TRY IT: Look through the records below, and whenever a line contains "woman", copy it.
*** Opening of GIVEN ENTRIES ***
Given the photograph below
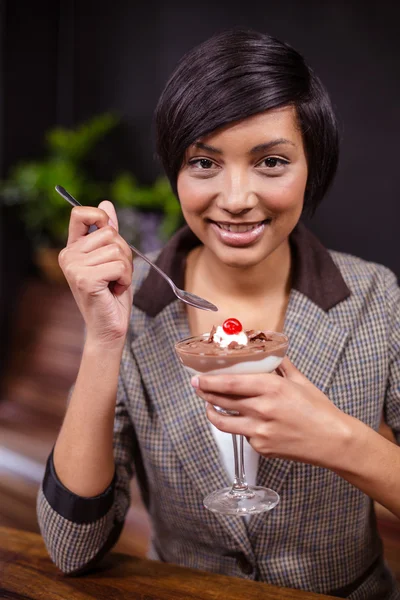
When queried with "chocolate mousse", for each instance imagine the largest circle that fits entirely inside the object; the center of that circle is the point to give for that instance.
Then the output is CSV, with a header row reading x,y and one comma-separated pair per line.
x,y
204,353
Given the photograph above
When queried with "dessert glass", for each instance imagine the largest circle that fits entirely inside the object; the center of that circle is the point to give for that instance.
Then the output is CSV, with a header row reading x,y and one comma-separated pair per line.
x,y
239,499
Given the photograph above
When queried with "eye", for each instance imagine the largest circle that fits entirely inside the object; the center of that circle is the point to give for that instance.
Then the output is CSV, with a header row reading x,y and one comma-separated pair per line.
x,y
202,164
273,162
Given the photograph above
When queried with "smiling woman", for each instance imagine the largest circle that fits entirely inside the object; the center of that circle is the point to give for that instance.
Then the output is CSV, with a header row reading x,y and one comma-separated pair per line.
x,y
248,139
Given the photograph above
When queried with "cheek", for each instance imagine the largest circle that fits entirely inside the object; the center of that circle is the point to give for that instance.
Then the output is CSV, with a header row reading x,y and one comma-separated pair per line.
x,y
286,194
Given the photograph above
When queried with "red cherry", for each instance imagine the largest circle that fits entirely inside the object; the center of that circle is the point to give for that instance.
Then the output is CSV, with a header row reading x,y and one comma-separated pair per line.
x,y
232,326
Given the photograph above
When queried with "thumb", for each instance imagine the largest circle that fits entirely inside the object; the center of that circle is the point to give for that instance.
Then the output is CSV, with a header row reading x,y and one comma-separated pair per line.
x,y
108,207
288,370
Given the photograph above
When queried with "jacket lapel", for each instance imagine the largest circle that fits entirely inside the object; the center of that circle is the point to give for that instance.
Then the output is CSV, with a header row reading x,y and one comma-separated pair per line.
x,y
181,411
316,343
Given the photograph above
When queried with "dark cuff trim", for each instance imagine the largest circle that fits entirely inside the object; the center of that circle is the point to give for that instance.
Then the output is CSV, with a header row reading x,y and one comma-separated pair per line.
x,y
70,506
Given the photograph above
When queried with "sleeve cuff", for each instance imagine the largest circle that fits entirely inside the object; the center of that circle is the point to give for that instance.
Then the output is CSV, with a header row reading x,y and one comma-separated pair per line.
x,y
70,506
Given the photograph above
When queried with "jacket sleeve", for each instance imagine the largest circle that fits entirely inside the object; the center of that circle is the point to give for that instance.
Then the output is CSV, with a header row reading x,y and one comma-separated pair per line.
x,y
392,398
79,531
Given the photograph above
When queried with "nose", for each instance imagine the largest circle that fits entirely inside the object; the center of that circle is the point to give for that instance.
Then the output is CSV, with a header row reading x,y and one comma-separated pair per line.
x,y
236,195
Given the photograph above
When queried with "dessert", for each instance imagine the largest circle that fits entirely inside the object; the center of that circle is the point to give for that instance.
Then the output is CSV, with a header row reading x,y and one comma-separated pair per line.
x,y
228,348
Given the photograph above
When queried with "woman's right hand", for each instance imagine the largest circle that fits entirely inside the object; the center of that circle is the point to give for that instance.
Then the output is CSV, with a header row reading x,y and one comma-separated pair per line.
x,y
98,268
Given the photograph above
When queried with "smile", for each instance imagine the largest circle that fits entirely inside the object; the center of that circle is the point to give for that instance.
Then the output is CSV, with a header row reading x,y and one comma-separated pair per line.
x,y
241,228
239,235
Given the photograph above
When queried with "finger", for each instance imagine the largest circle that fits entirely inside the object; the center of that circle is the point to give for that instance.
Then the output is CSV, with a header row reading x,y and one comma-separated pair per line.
x,y
230,424
109,208
244,385
101,238
245,406
94,279
82,217
108,253
288,370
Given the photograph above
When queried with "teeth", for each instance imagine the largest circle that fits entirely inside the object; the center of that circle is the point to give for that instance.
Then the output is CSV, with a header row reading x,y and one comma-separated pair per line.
x,y
238,228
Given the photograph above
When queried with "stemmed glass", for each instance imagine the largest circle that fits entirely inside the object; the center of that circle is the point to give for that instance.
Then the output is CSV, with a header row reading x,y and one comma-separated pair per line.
x,y
239,499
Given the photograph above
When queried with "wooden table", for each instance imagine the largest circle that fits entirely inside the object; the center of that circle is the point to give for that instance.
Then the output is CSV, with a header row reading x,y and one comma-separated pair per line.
x,y
27,573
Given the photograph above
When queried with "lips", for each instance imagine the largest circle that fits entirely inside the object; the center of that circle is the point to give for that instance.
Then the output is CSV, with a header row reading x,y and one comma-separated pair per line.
x,y
239,234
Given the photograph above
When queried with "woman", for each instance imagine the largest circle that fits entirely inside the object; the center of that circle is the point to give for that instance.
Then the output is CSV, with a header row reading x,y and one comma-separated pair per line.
x,y
248,139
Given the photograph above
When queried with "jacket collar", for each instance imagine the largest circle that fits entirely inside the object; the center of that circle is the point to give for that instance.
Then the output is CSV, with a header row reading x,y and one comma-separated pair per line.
x,y
315,275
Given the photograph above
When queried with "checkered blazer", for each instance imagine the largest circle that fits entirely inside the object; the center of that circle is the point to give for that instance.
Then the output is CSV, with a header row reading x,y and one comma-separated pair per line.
x,y
343,323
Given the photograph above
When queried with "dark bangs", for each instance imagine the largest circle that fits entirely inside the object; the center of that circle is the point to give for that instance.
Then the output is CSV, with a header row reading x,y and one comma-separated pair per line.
x,y
237,74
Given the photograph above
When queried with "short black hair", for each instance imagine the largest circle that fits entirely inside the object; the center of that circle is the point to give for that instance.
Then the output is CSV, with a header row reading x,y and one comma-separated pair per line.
x,y
234,75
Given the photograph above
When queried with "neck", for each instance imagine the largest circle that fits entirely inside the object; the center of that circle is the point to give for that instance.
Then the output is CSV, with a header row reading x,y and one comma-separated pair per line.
x,y
269,277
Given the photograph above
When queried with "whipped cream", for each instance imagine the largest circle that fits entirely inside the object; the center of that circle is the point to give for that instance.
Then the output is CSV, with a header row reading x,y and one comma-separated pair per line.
x,y
224,339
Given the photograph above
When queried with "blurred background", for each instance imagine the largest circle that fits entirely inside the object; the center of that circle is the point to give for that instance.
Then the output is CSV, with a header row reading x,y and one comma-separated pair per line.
x,y
78,86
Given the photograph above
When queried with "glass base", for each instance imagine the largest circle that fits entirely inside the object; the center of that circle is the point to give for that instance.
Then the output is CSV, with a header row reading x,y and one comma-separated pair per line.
x,y
253,501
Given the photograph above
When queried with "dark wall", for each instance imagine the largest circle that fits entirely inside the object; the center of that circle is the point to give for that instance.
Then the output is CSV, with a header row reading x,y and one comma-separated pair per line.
x,y
124,60
83,58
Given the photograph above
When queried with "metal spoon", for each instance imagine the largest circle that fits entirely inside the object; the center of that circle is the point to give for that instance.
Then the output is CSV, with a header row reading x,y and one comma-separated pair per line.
x,y
191,299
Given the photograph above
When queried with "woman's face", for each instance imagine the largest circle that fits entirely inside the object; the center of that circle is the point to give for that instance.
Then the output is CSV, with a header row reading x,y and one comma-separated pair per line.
x,y
242,187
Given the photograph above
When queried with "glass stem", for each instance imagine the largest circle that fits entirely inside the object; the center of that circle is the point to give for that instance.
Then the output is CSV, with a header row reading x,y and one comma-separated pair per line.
x,y
240,483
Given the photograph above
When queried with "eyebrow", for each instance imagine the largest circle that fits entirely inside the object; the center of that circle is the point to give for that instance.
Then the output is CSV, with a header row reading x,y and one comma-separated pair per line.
x,y
255,150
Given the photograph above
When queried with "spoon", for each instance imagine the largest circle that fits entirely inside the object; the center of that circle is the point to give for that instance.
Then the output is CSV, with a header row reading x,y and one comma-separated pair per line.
x,y
187,297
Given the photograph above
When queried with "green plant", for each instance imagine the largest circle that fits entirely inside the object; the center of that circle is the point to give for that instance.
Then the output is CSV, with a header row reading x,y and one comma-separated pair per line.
x,y
125,191
30,185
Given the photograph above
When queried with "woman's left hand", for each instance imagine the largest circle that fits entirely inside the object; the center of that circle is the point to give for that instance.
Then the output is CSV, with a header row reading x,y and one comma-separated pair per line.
x,y
282,415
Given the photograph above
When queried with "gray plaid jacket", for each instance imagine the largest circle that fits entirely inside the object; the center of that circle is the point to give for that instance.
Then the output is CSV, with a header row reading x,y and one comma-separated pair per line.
x,y
343,322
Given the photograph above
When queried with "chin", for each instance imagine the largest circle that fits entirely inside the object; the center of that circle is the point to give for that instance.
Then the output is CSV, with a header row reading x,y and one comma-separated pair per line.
x,y
243,258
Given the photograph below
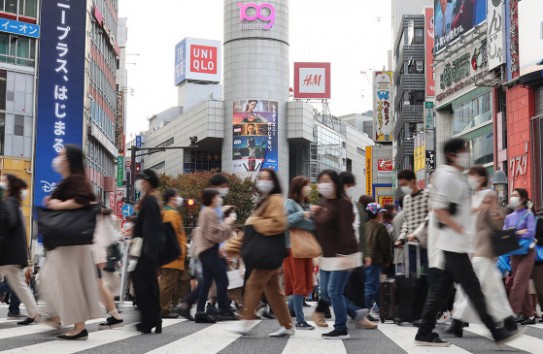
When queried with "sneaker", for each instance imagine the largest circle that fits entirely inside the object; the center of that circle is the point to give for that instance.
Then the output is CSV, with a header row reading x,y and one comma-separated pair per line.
x,y
283,332
304,326
360,314
111,322
335,334
366,324
171,315
431,340
185,313
502,336
15,316
204,317
443,317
*** Close of GIVEN ENTRIES ***
RESPONSE TO THIS TASK:
When queried with "smiling woman", for each instance imagine the largest circle that fits entirely inside the object; the center of that circle is the point to give for that instance.
When queried with "woman's right hand", for each instance imagine the largest circle that fits entirely inside the object; the center of that circle is the point to give for that instance.
When queried with "woman", for each instance imagine the largest circle that fits entirely inside the object; the center of that circle is the point to give for that instance.
When queried with "woman's face", for each instance imagine the largest circle that fits entirely inside the object; the center of that circle is the point to give for that instance.
When queried with "woman's left hand", for each instance imagine the largest circle that fits entirely inside the object; the center of that circle is the point to give for that instance.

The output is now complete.